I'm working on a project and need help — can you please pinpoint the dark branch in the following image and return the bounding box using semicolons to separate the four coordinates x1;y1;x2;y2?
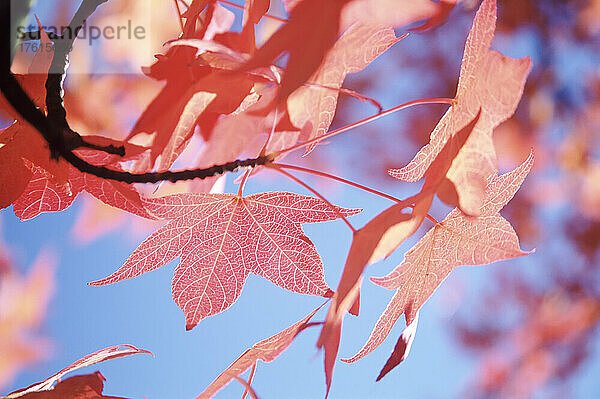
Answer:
46;0;116;158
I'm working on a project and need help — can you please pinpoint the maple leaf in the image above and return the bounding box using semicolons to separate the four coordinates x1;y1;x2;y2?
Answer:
344;152;533;371
197;304;325;399
7;371;123;399
127;2;253;165
242;0;349;104
287;24;400;154
317;114;480;392
90;192;360;330
388;0;531;215
3;345;154;399
0;252;55;388
13;136;153;220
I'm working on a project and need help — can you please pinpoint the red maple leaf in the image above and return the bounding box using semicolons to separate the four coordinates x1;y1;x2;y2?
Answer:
13;136;153;220
4;345;154;399
345;153;533;371
90;192;360;330
128;1;253;164
197;304;324;399
388;0;531;215
287;24;399;153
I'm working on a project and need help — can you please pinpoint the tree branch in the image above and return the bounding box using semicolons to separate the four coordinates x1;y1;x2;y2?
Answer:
0;0;273;183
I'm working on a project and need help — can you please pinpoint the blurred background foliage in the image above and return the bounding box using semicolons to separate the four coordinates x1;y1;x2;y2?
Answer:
0;0;600;398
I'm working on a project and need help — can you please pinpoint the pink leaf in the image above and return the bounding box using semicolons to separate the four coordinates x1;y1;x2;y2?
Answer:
345;153;533;368
91;192;359;330
388;0;531;215
197;305;323;399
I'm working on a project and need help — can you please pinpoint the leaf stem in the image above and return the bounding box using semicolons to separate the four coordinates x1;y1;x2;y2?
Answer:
238;169;252;198
173;0;184;32
265;164;358;234
218;0;288;24
273;163;402;202
242;361;258;399
270;163;439;224
274;97;455;157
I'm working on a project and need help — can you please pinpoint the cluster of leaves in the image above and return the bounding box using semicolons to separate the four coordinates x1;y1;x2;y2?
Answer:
0;0;533;397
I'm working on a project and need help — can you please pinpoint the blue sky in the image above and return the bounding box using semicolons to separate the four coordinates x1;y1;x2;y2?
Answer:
0;2;600;399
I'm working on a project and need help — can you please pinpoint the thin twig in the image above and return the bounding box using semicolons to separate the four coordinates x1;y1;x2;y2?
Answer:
274;97;455;157
265;164;358;233
272;163;439;225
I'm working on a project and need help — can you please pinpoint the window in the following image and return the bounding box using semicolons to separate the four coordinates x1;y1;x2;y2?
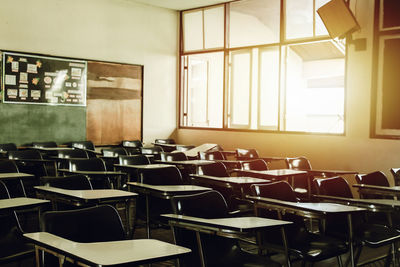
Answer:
180;0;345;134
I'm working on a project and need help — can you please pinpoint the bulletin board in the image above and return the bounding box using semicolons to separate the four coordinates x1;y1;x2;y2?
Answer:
2;52;87;106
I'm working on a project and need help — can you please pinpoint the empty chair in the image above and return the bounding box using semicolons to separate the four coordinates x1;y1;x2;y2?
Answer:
118;155;150;165
171;191;280;267
198;151;226;160
122;140;143;155
314;176;400;263
41;174;93;190
32;141;57;148
235;148;259;160
69;158;111;189
251;181;348;266
0;143;18;151
154;138;175;144
41;205;126;267
390;168;400;186
0;181;34;266
241;159;268;171
0;160;25;197
160;152;188;161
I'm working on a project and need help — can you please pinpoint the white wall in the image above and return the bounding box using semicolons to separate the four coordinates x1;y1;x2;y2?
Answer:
177;0;400;184
0;0;178;142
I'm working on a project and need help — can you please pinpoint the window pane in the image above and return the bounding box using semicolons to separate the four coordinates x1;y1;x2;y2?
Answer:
286;0;314;39
315;0;330;36
259;47;279;130
229;0;280;47
183;10;203;51
187;52;224;127
285;42;345;133
204;6;225;49
230;52;251;127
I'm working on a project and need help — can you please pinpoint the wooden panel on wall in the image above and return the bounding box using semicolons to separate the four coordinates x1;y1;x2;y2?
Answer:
86;61;143;145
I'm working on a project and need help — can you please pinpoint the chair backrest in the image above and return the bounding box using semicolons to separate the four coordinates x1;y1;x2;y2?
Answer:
160;152;188;161
390;168;400;185
0;143;18;151
241;159;268;171
119;155;150;165
200;162;229;177
235;148;259;160
138;166;183;185
250;181;299;202
122;140;143;147
0;160;19;173
286;157;311;170
356;171;389;186
32;141;57;148
198;151;226;160
313;176;353;198
41;205;126;243
101;147;128;157
42;174;93;190
57;149;89;159
8;149;43;159
140;146;164;155
69;141;95;150
69;158;106;171
154;138;175;144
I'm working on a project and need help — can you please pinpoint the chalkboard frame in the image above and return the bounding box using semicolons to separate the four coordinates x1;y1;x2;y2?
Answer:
0;50;87;107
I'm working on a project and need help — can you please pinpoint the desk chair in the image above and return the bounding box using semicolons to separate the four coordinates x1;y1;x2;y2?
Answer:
41;205;126;267
235;148;260;160
314;176;400;266
0;181;34;266
69;158;111;189
198;151;226;160
32;141;57;148
250;181;348;266
122;140;143;155
171;191;281;267
160;152;188;161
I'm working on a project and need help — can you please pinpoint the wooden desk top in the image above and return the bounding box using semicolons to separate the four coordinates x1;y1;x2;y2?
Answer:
24;232;191;266
35;186;137;200
127;182;212;196
161;214;292;232
0;197;50;211
246;196;365;214
0;172;35;180
114;164;171;169
190;175;270;184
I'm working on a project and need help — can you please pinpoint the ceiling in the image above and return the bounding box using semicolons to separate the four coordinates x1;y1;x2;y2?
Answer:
133;0;232;10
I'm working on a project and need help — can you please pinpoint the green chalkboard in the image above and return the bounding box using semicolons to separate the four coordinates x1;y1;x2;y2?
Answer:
0;103;86;145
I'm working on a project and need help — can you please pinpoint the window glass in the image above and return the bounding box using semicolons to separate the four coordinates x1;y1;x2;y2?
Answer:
183;10;203;51
229;0;280;47
204;6;225;49
285;0;314;39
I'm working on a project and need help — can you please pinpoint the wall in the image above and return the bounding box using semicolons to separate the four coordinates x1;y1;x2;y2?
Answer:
0;0;178;146
177;0;400;184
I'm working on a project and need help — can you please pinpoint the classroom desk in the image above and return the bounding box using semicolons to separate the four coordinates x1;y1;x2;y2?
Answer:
161;214;292;266
353;184;400;198
0;172;35;196
247;196;366;267
0;197;50;212
58;169;126;189
114;164;171;181
128;182;212;238
190;174;271;199
24;232;191;267
35;186;137;238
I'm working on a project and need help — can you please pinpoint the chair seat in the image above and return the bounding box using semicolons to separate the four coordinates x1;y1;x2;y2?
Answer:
290;232;348;262
355;224;400;248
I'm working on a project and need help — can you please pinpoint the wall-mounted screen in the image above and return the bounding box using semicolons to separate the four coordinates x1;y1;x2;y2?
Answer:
2;52;87;106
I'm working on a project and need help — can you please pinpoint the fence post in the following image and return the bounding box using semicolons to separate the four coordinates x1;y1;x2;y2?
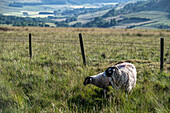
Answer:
160;38;164;72
29;33;32;58
79;33;86;66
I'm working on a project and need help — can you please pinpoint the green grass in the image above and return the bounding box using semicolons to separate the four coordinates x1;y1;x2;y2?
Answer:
0;27;170;113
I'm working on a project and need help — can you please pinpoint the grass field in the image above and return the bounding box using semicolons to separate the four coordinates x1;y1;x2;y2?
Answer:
0;27;170;113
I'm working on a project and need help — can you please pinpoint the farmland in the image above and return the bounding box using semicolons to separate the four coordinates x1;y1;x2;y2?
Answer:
0;27;170;113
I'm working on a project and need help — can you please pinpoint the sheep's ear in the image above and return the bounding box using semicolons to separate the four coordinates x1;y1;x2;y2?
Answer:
105;67;114;77
113;67;120;75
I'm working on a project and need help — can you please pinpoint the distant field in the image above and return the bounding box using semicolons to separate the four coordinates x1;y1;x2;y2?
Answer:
0;27;170;113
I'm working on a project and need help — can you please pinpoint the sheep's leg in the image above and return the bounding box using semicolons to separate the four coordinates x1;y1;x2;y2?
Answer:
110;81;119;91
103;89;107;98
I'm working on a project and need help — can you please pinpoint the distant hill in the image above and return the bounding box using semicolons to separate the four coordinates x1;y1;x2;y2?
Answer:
146;0;170;12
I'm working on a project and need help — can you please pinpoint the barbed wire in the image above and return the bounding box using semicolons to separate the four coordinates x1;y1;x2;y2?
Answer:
0;38;170;49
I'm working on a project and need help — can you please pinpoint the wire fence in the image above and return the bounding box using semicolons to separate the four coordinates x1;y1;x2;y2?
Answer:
0;33;170;71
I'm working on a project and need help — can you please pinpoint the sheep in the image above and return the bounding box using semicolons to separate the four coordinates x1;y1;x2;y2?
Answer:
103;63;137;97
83;73;111;98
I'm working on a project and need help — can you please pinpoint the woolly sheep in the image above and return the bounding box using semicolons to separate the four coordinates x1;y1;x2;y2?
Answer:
103;63;137;96
83;73;111;98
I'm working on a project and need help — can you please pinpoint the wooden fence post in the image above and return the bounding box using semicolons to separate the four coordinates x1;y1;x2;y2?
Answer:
79;33;86;66
160;38;164;72
29;33;32;58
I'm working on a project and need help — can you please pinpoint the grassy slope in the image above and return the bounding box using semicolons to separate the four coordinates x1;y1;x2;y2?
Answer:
0;27;170;113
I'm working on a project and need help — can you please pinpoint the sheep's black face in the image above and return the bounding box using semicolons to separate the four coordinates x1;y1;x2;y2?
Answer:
83;77;92;85
103;67;117;77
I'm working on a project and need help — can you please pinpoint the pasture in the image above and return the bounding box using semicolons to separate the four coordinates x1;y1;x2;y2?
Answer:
0;27;170;113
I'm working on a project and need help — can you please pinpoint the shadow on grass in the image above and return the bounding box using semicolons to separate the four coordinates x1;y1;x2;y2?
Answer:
67;90;107;113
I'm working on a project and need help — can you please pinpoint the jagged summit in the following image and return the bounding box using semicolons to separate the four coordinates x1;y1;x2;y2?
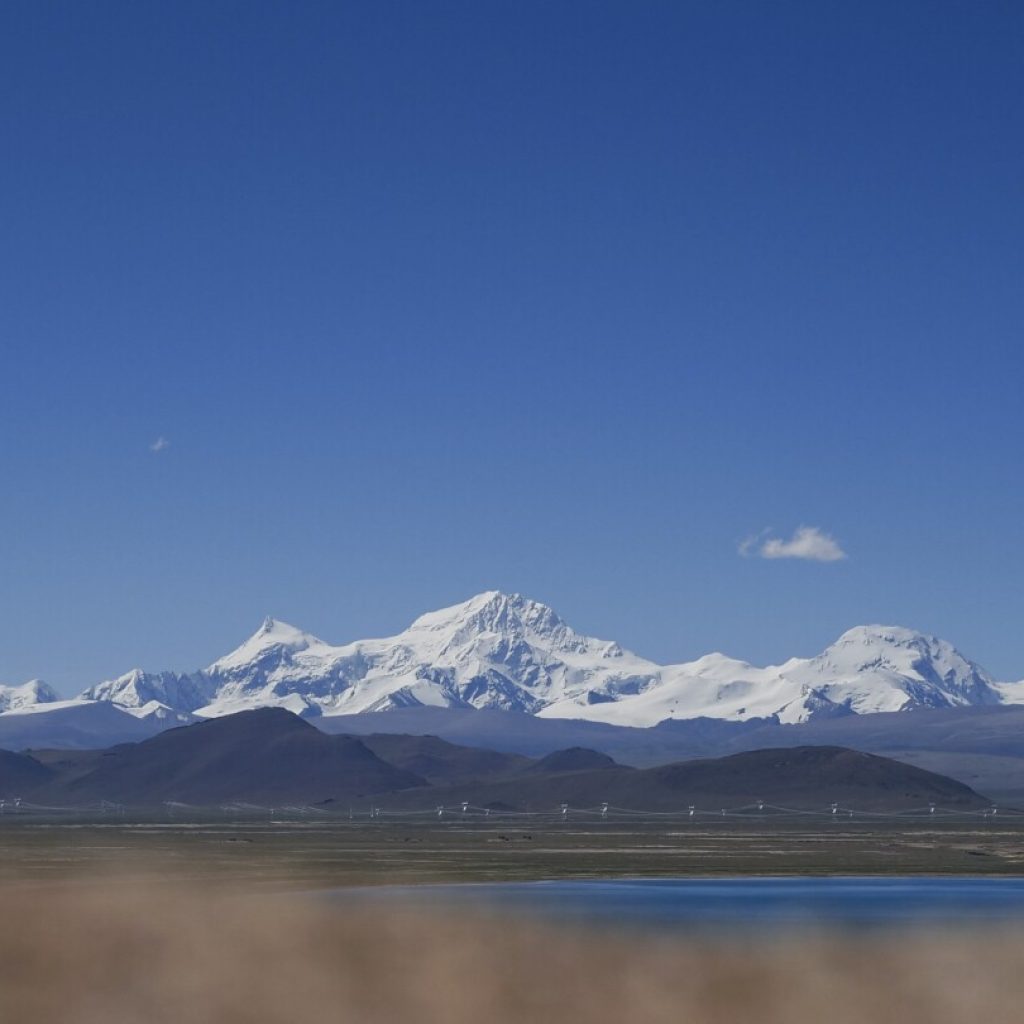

• • •

Report every line of the rows above that contains the string "chair", treating uppercase and lowercase as different.

I'm working on a project and need help — can you please pinpoint the empty chair in the image above and return the bounding box using semicolons to separate the four coordinates x1;y1;x2;y2?
I'm working on a project and need help — can you please pinpoint the chair backrest in the image above and return the bounding box using semicolons to separate the four coordinates x1;y1;x2;y2?
I'm working on a project and need help — can you please pinpoint the desk chair in the image above and return the bounding box using semicolons to separate the four coordinates x1;y1;x2;y2?
I'm working on a project and need help — can you please pinpoint the chair seat in the image above and return the bounding box using semicolons to separate the four coordinates x1;y1;x2;y2?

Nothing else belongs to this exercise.